- Brano scelto -

>>>

Skip to main content

Anticorpi monoclonali per trattare il Covid, Lilly: “Sono efficaci, aspettiamo piano organizzativo”. Il video

Anticorpi monoclonali per trattare il Covid, Lilly: “Sono efficaci, aspettiamo piano organizzativo”

Roma, 9 feb. (askanews) – Anticorpi monoclonali, un’arma in più nella lotta al Covid-19 ora anche in Italia. All’indomani della pubblicazione in Gazzetta ufficiale del decreto del ministro della Salute, Roberto Speranza, che autorizza il bamlanivimab e per la prima volta al mondo l’associazione di anticorpi monoclonali bamlanivimab-etesevimab, prodotti dall’azienda farmaceutica Eli Lilly, e l’associazione di anticorpi monoclonali della Regeneron/Roche, askanews è andata alla BSP Pharmaceuticals S.p.A. di Latina che la Lilly ha individuato per alcune fasi della produzione a livello mondiale del bamlanivimab.

Gli anticorpi in pratica sono proteine prodotte in risposta alla presenza di antigeni estranei all’organismo, come batteri e virus. Il processo per arrivare a un monoclonale è lungo e complesso e attraversa varie fasi. A Latina arrivano gli anticorpi che la Lilly produce in altri stabilimenti; vengono frazionati e sterilizzati, tutto in sicurezza e in ambienti contenuti; poi la Lilly si occupa della distribuzione, dopo i test di rilascio fatti in un laboratorio negli Usa. Attualmente il bamlanivimab è già stato autorizzato all’uso in emergenza in Stati Uniti, Canada, Arabia Saudita, Ungheria e Germania. Ora che c’è il via libera lo sarà anche in Italia.

Aldo Braca, presidente e fondatore della BSP Pharmaceuticals: “Io mi fido molto di questo prodotto, è una cura, se si fa trovare il corpo pronto, all’inizio dell’infezione, con una dose molto alta di anticorpi specifici non si può dire che non sia cura. Non è un vaccino, sono anticorpi specifici iniettati nel sangue pronti a intervenire”.

<<<

- Consegna -
Prosegui l'articolo sugli anticorpi monoclonali contro il Covid a partire dalla dichiarazione di Aldo Braca con cui si chiude.

- Materiale fornito -
>>>

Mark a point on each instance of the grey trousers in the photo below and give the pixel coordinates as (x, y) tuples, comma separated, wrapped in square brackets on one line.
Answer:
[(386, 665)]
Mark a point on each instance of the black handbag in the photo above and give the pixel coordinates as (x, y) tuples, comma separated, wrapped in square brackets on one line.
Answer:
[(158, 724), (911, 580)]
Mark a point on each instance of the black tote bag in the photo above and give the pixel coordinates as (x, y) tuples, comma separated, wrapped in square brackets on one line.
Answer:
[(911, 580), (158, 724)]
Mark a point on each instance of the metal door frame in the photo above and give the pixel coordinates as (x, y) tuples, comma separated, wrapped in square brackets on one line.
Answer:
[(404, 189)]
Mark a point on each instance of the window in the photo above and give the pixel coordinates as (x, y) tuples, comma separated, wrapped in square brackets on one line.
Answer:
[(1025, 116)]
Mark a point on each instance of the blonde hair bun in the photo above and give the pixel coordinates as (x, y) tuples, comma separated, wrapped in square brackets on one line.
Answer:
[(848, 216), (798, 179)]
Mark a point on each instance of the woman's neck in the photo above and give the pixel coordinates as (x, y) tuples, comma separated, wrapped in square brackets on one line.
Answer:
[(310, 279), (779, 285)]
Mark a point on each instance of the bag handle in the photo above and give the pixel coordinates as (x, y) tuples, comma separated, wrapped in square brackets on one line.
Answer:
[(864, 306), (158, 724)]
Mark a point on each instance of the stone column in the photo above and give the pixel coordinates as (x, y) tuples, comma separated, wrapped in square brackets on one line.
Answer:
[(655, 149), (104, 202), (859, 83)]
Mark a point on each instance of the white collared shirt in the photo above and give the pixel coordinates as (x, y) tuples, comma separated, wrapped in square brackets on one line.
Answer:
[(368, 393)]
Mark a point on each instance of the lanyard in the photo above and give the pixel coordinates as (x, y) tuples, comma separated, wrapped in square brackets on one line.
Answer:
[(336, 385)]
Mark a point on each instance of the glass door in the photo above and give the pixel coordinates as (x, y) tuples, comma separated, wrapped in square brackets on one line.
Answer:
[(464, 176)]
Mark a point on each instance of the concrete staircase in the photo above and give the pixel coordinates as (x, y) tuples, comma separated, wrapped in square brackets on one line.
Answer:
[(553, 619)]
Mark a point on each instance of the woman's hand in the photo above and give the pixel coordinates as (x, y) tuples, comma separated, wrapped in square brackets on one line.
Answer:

<<<

- Svolgimento -
L’azienda è pronta a fare la sua parte. “Per l’Italia o altri paesi in Ue se riceviamo l’anticorpo possiamo quasi raddoppiare l’attuale capacità. Attualmente stiamo intorno ai centomila a settimana ma ne possiamo fare anche di più”.

La Lilly, azienda statunitense, con sede in Italia a Sesto Fiorentino, ha investito molto sui monoclonali per il Covid-19 anche quando c’era scetticismo nella comunità scientifica e ha puntato sulla flessibilità non vincolandosi a un solo Paese, con 8 siti di produzione nel mondo, 4 per i principi attivi e 4 per realizzare il prodotto finale. E anche l’Italia con la Bsp con cui aveva già collaborato, è entrata in gioco.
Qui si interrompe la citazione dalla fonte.